## Texte proposé:
Qu’est-ce qui vous a décidé à vous porter candidate à l’élection présidentielle en Somalie ?

Fadumo Dayib C’est une combinaison de raisons. Il y a quelques années, je travaillais pour les Nations unies au Liberia. J’ai vu les Libériens reconstruire leur pays après la guerre civile. Ils étaient optimistes, patriotes, dévoués. Je me demandais : « Pourquoi la Somalie ne pourrait-elle pas faire pareil ? » J’ai rencontré la présidente Ellen Johnson Sirleaf et je me suis dit que nous avons besoin de la même chose pour mon pays.

Il y a une autre raison à ma candidature, plus personnelle. J’ai une obligation morale, un devoir civique envers la Somalie. Je ne peux pas me contenter, en tant que membre de la diaspora, que tout aille bien pour moi. La Somalie n’avance pas. Ma génération et celle de ma mère ont détruit ce pays. Nous devons maintenant tout faire pour que la génération de nos enfants ait quelque chose à hériter. Un endroit où retourner, où ils trouveront dignité et prospérité. Nos dirigeants nous ont laissés tomber. Nous, Somaliens, sommes responsables de la guerre. Nos silences, nos absences nous rendent responsables. Mais nous sommes aussi la solution. Nous devons cesser de rejeter la responsabilité sur d’autres et prendre nos responsabilités.

Vous n’aurez pas la tâche facile : la société somalienne est très patriarcale et vous vivez à l’étranger. Comment comptez-vous dépasser ces handicaps ?

J’ai toujours transformé mes désavantages en quelque chose de positif. Le fait que je sois une femme est positif. En Somalie, pour être élu, il faut être un homme, avoir des cheveux gris et un ventre rond. Nous avons vu où le leadership des hommes a mené la Somalie. Il est temps de donner sa chance à une femme. Je pense que les gens voient en moi un espoir, un nouveau départ pour la Somalie. Comparée à ceux contre qui je vais concourir, j’ai les mains propres. Si je suis élue, je ne demanderai pas de salaire, je ne vivrai pas à la Villa Somalia [résidence officielle du président]. Je veux vivre ce que les gens que je représente vivent. Je suis censée être leur serviteur, pas leur maître.
Quant au fait que je vive hors du pays… Un tiers du gouvernement actuel est originaire de la diaspora. Ils ont vécu à l’étranger où ils ont eu la chance d’étudier et de donner quelque chose au pays en retour. La diaspora a ainsi énormément d’influence : chaque année, elle envoie près d’un milliard de dollars au pays. Enfin, la diaspora est très présente dans l’administration somalienne. Vivre à l’étranger n’est pas un problème.

## Liste des tâches:
- A) Dans l'entretien avec Fadumo Dayib, pourquoi refuserait-elle de vivre à la Villa Somalia si elle était élue ? Répondez en une à trois phrases.
- B) Veuillez recopier le passage de l'entretien avec Fadumo Dayib compris entre « Fadumo Dayib C’est » et « pour mon pays. », inclus, en y remplaçant « optimistes » par « confiants ».
- C) Poursuivez l'entretien avec Fadumo Dayib au-delà de sa dernière phrase.

[Entrées issues d'une source de données]
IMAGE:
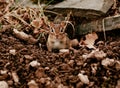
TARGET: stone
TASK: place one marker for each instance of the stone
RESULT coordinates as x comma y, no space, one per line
100,25
83,8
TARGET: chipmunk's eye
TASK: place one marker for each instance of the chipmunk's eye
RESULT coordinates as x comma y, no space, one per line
61,42
52,30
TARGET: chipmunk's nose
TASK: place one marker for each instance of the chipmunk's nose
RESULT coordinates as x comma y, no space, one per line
56,36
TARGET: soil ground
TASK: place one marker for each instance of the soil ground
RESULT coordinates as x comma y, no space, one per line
56,68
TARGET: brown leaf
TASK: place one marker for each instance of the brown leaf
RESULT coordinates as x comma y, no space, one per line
90,40
37,23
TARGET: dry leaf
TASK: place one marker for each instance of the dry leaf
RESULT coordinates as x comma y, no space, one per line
12,51
3,84
90,40
15,77
64,50
34,63
32,84
37,23
108,62
23,36
95,54
117,65
83,78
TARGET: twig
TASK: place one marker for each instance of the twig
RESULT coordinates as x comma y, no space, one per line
103,25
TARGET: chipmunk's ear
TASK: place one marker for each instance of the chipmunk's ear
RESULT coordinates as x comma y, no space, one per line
51,25
63,26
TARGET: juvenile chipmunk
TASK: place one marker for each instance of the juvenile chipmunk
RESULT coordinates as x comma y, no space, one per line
57,38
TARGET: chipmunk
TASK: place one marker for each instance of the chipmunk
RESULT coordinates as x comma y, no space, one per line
57,38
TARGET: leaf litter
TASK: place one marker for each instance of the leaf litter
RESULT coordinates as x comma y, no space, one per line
27,65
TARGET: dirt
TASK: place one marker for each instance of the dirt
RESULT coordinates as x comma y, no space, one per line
26,64
57,68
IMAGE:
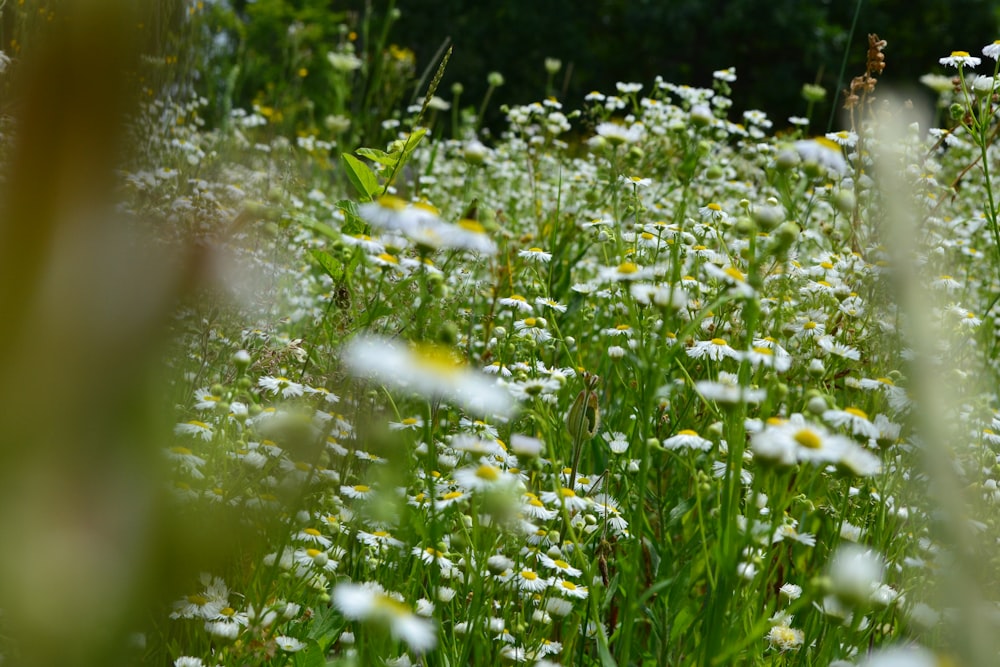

## Corrigé des activités:
- A) Elle veut vivre ce que vivent les gens qu'elle représente. Elle se considère comme leur serviteur, pas comme leur maître.

- B)
Fadumo Dayib C’est une combinaison de raisons. Il y a quelques années, je travaillais pour les Nations unies au Liberia. J’ai vu les Libériens reconstruire leur pays après la guerre civile. Ils étaient confiants, patriotes, dévoués. Je me demandais : « Pourquoi la Somalie ne pourrait-elle pas faire pareil ? » J’ai rencontré la présidente Ellen Johnson Sirleaf et je me suis dit que nous avons besoin de la même chose pour mon pays.

- C)
Au final, pourquoi ne pas donner sa chance à une femme qui a vécu dans sa chair ce qu’est le déracinement, qui a étudié et n’a pas d’antécédents criminels ?

Etes-vous retournée en Somalie depuis l’annonce de votre candidature ? Comment allez-vous mener campagne ?

Je ne suis pas retournée en Somalie depuis pour la bonne raison qu’à l’époque de cette annonce, j’étais à l’université d’Harvard. J’ai obtenu mon diplôme en mai 2015, puis je suis rentrée en Finlande pour travailler. De plus, je n’avais pas encore les fonds nécessaires pour garantir ma sécurité sur place.

Pour vous répondre, j’ai l’intention de financer ma campagne via du crowd funding. De cette façon, personne ne pourra « posséder » ma candidature et n’importe qui dans le monde pourra y participer. Cela me donne l’indépendance nécessaire pour agir dans un contexte aussi compliqué que celui de la Somalie. Je prévois de me rendre en Somalie début 2016.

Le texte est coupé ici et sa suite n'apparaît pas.